§ PROBLEM DESCRIPTION
Give a verbatim copy of the lines below, minus the pictures.

§ SUPPLIED RECORDS

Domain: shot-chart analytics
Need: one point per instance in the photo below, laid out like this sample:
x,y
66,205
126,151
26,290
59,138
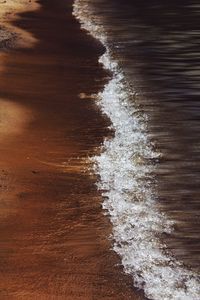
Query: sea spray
x,y
126,166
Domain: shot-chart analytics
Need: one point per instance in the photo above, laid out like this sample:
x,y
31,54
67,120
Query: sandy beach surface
x,y
54,235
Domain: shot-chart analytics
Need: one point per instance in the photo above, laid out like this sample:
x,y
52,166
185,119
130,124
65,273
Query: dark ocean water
x,y
157,46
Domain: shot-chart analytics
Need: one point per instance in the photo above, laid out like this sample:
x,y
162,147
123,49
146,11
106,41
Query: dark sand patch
x,y
54,236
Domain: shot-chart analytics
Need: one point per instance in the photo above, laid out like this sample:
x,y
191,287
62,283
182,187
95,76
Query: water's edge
x,y
126,166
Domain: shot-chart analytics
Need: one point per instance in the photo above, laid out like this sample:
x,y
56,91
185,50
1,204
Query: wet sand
x,y
54,235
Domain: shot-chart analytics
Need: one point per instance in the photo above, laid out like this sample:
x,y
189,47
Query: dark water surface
x,y
157,45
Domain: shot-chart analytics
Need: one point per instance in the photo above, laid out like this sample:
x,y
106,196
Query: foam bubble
x,y
125,166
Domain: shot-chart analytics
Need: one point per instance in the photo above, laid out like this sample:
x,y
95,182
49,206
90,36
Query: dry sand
x,y
10,35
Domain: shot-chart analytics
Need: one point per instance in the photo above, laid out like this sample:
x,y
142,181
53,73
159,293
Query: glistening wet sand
x,y
53,232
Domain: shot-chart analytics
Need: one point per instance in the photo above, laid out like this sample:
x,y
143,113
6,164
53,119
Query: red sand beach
x,y
54,235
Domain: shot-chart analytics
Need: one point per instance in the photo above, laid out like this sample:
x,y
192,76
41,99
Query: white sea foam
x,y
125,167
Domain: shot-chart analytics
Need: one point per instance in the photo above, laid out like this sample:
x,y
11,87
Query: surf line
x,y
125,167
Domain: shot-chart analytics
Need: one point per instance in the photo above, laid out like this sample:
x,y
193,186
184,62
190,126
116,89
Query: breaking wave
x,y
126,166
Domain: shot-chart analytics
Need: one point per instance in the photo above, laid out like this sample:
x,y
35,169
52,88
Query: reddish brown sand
x,y
54,236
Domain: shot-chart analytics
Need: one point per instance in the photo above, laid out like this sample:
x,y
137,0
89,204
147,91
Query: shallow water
x,y
150,170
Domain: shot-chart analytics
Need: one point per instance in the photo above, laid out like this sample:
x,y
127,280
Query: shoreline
x,y
54,233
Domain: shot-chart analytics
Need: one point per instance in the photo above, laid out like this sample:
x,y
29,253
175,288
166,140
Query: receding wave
x,y
126,166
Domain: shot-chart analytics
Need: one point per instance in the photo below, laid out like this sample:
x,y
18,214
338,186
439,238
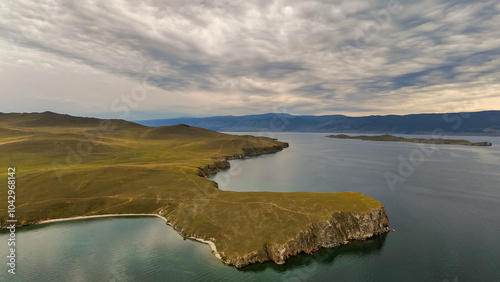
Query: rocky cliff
x,y
341,228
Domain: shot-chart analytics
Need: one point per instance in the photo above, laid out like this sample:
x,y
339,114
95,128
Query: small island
x,y
72,167
387,137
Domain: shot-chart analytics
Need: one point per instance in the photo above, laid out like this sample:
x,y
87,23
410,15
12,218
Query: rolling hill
x,y
69,166
474,123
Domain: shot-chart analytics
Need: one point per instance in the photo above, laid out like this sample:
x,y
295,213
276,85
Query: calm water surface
x,y
446,215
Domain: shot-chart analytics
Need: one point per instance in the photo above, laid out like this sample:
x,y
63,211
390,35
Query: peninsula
x,y
70,167
388,137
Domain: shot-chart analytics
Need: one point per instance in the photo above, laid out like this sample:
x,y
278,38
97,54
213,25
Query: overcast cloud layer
x,y
195,58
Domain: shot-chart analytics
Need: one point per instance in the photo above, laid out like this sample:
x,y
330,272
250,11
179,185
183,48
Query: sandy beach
x,y
210,243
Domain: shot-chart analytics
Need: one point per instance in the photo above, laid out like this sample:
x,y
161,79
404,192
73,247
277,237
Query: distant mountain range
x,y
476,123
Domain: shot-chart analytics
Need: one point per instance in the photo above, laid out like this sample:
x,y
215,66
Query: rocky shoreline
x,y
341,228
222,162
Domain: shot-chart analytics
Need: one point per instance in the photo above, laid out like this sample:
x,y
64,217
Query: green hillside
x,y
69,166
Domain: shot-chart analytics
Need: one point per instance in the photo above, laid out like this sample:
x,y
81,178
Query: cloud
x,y
240,57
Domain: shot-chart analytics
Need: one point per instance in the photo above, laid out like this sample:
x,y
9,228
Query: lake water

§ RESULT
Domain: shot-chart analytics
Need: one point per instance in the photo below, laid out like this sample:
x,y
66,205
126,151
26,290
59,138
Query: sea spray
x,y
126,166
Domain: shot-chart analytics
Need: one point per instance in the photo above, laid out like this sample:
x,y
31,54
67,120
Query: sandy beach surface
x,y
54,235
Domain: shot-chart analytics
Need: one point per instance in the photo above, laid out like this sample:
x,y
52,166
185,119
130,124
65,273
Query: dark ocean water
x,y
157,46
Domain: shot-chart analytics
Need: one point per instance in the photo above, laid out like this sample:
x,y
162,147
123,49
146,11
106,41
Query: dark sand patch
x,y
54,236
Domain: shot-chart analytics
Need: one point per instance in the photo above, laid out like this sample:
x,y
191,287
62,283
182,187
95,76
Query: water's edge
x,y
126,166
Domain: shot-chart analytics
Need: one point per instance in the photo above, laid out like this sample:
x,y
56,91
185,50
1,204
Query: wet sand
x,y
54,235
Domain: shot-chart analytics
Need: one point per instance in the photo above, laid out like this sample:
x,y
189,47
Query: dark water surface
x,y
157,45
Domain: shot-chart analytics
Need: one point per instance in the photo above, laid out like this sample:
x,y
106,196
Query: foam bubble
x,y
125,166
Domain: shot-chart analytics
Need: one point per instance in the photo above, laid out like this sample:
x,y
95,182
49,206
90,36
Query: dry sand
x,y
10,35
Domain: shot-chart analytics
Need: one point per instance in the photo above, laid out like this sample:
x,y
142,181
53,73
159,293
Query: glistening wet sand
x,y
53,232
Domain: shot-chart analytics
Need: one point per instance in the photo above, laid out like this sample:
x,y
143,113
6,164
53,119
Query: red sand beach
x,y
54,235
Domain: shot-chart analytics
Need: one point per instance in the photo above, laid out like this sample:
x,y
192,76
41,99
Query: white sea foam
x,y
125,167
Domain: shot-chart analytics
Need: one point per instance in the photo above, laid out like this sample:
x,y
11,87
Query: surf line
x,y
125,167
Domain: shot-chart analytics
Need: one point per instance in the photo above, laid out like this sample:
x,y
193,186
184,62
190,126
116,89
Query: breaking wave
x,y
126,166
Domain: shot-chart analytics
Need: one point per instance in the photo above, laid out like this sample:
x,y
35,169
52,88
Query: reddish brown sand
x,y
54,236
Domain: shot-chart analytics
Need: one point per instance in the photo above, laid out like this sample:
x,y
137,0
89,204
147,91
Query: shallow water
x,y
150,170
Domain: shot-chart analytics
Need: one point per instance in the photo above, laid out like this sample:
x,y
127,280
Query: shoreline
x,y
54,233
Domain: shot-chart analytics
Need: one point per instance in the photo above, laid out like this sample:
x,y
29,253
175,288
166,140
Query: receding wave
x,y
126,166
Domain: shot-chart analytics
Need: one point per instance in the photo below, laid out like this sample:
x,y
18,214
338,186
439,238
Query: rocky cliff
x,y
341,228
Domain: shot-chart analytics
Need: one point per instance in the photo above, laid out like this sample:
x,y
339,114
95,128
Query: small island
x,y
72,167
387,137
Domain: shot-chart analytics
Need: one point per instance in the photo above, laid out like this sample:
x,y
87,23
410,15
12,218
Query: rolling hill
x,y
69,166
474,123
Domain: shot-chart analytics
Need: one point per instance in the photo above, laid out like this sample:
x,y
295,213
276,85
Query: calm water surface
x,y
446,215
Domain: shot-chart analytics
Need: one point per instance in the photo above, laid out like this sample:
x,y
63,211
390,35
Query: peninsula
x,y
70,167
388,137
Domain: shot-chart analytics
Need: one point per instance in the photo above, laid out like this sample:
x,y
278,38
97,54
213,25
Query: overcast cloud layer
x,y
195,58
Domain: shot-chart analytics
Need: one point per instance in the photo above, laid out like this sample:
x,y
330,272
250,11
179,185
183,48
Query: sandy beach
x,y
210,243
Domain: shot-chart analytics
Need: one point per instance in the photo above, laid out like this sample:
x,y
161,79
404,192
73,247
277,237
Query: distant mountain range
x,y
476,123
Domain: shot-chart analytics
Need: one point per instance in the photo above, laid out like this sample:
x,y
215,66
Query: rocky shoreline
x,y
341,228
222,162
Domain: shot-chart analytics
Need: one point per instance in the photo above, laid out like this sample:
x,y
64,217
Query: green hillside
x,y
69,166
Domain: shot-chart analytics
Need: one point per instance in the photo above, laid out like this sample:
x,y
81,178
Query: cloud
x,y
240,57
Domain: shot-chart analytics
Need: one point per instance in the photo above, laid out like this sample:
x,y
9,228
Query: lake water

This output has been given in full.